BEIJING, July 1 (Reuters) – China’s ruling Communist Party must keep pace with changing circumstances while safeguarding the advances it has made, President Xi Jinping said on Wednesday during celebrations for its 105th founding anniversary.
Xi did not identify specific opportunities or risks, but analysts say slower economic growth and demographic decline pose key challenges for the world’s second largest economy.
In a 40-minute speech at Beijing’s Great Hall of the People, China’s most powerful leader since Mao Zedong urged party cadres to actively recognise, and adapt to, change, while promoting the party’s work.
“China’s development is currently in a period where strategic opportunities, and risks and challenges, coexist,” said Xi, who called for the party to better coordinate efforts to tackle domestic and international issues.
Faced with external challenges from Western-led curbs on technology to turbulent trade ties with the United States and tension over Taiwan, party leaders consider it a critical task to strengthen their grasp on all aspects of Chinese society.

**Data section**
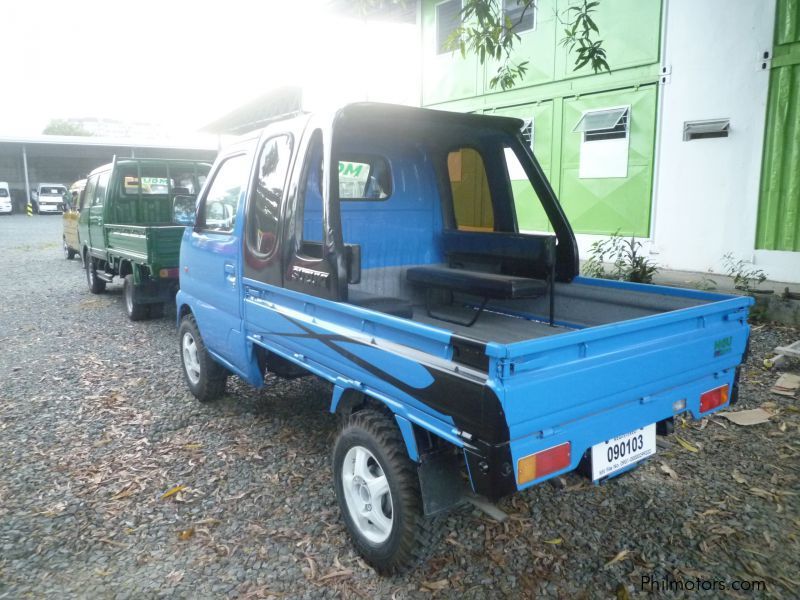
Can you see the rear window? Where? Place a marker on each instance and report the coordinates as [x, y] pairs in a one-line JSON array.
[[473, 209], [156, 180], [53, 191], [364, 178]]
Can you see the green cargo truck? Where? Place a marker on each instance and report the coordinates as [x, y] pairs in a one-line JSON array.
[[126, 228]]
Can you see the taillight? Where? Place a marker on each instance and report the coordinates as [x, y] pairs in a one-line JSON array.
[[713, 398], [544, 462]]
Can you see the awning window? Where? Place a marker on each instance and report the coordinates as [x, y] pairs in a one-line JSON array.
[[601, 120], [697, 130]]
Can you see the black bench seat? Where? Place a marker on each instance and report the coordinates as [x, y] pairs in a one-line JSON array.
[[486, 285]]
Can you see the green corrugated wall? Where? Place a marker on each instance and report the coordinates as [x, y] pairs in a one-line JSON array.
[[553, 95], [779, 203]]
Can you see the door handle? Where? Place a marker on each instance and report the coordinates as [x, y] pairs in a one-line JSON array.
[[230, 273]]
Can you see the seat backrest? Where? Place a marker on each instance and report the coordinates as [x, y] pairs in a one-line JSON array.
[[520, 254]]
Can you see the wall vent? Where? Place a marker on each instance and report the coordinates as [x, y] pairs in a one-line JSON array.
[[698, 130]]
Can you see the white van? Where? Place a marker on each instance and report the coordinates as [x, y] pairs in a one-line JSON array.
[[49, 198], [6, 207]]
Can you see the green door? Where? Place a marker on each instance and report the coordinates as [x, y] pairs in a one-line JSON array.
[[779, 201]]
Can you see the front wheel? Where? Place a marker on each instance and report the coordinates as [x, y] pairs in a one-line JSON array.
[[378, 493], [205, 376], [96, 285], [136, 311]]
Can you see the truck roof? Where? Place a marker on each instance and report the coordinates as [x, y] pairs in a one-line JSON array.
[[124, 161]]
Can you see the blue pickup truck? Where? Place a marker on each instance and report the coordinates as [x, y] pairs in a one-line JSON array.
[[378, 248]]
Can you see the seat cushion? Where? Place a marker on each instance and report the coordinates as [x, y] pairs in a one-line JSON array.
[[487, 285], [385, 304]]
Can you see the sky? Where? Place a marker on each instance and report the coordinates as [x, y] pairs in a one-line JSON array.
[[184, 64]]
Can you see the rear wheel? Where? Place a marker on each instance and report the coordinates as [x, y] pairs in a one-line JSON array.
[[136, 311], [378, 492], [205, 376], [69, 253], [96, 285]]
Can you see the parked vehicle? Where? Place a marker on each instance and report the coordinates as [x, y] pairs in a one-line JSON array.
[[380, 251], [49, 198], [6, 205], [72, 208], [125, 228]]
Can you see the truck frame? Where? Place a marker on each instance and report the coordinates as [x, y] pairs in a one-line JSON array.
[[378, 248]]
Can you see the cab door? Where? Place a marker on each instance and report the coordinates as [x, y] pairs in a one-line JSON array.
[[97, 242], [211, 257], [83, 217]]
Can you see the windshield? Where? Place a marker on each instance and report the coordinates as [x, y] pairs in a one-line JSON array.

==

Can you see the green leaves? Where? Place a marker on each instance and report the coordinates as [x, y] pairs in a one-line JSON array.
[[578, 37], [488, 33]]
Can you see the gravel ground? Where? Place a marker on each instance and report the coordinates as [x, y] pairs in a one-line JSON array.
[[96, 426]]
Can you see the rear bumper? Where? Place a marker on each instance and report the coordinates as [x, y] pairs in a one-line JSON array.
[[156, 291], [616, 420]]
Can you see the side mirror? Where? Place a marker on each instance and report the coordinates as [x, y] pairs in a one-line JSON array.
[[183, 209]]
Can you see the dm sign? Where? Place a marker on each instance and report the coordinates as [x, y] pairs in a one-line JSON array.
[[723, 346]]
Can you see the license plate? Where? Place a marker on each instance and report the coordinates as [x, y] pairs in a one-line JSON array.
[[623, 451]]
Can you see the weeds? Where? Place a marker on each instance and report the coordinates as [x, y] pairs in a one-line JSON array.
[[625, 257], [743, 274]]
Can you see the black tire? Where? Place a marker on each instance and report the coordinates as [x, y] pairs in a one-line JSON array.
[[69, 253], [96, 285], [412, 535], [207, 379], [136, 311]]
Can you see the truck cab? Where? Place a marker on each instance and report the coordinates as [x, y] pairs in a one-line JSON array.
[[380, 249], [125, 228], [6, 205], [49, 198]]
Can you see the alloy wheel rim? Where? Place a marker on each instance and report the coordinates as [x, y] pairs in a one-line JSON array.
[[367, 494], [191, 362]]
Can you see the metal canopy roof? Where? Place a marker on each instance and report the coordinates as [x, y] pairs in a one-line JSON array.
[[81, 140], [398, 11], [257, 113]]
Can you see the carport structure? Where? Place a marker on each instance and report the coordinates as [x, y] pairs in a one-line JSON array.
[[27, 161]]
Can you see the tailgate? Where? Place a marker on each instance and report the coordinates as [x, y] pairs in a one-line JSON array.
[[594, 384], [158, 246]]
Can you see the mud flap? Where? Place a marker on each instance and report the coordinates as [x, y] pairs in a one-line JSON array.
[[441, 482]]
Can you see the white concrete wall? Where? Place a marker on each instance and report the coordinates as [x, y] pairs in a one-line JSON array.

* * *

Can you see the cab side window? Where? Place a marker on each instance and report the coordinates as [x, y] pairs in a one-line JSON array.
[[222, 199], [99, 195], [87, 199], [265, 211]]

**Tasks to perform**
a. According to the news report, where did Xi give his 40-minute speech?
b. Based on the news report, explain why party leaders see strengthening their grasp on all aspects of Chinese society as a critical task.
c. Please transcribe everything in the news report from "Xi did not identify" down to "of Chinese society.".

**Responses in order**
a. At Beijing's Great Hall of the People.

b. They face external challenges: Western-led curbs on technology, turbulent trade ties with the United States, and tension over Taiwan.

c.
Xi did not identify specific opportunities or risks, but analysts say slower economic growth and demographic decline pose key challenges for the world’s second largest economy.
In a 40-minute speech at Beijing’s Great Hall of the People, China’s most powerful leader since Mao Zedong urged party cadres to actively recognise, and adapt to, change, while promoting the party’s work.
“China’s development is currently in a period where strategic opportunities, and risks and challenges, coexist,” said Xi, who called for the party to better coordinate efforts to tackle domestic and international issues.
Faced with external challenges from Western-led curbs on technology to turbulent trade ties with the United States and tension over Taiwan, party leaders consider it a critical task to strengthen their grasp on all aspects of Chinese society.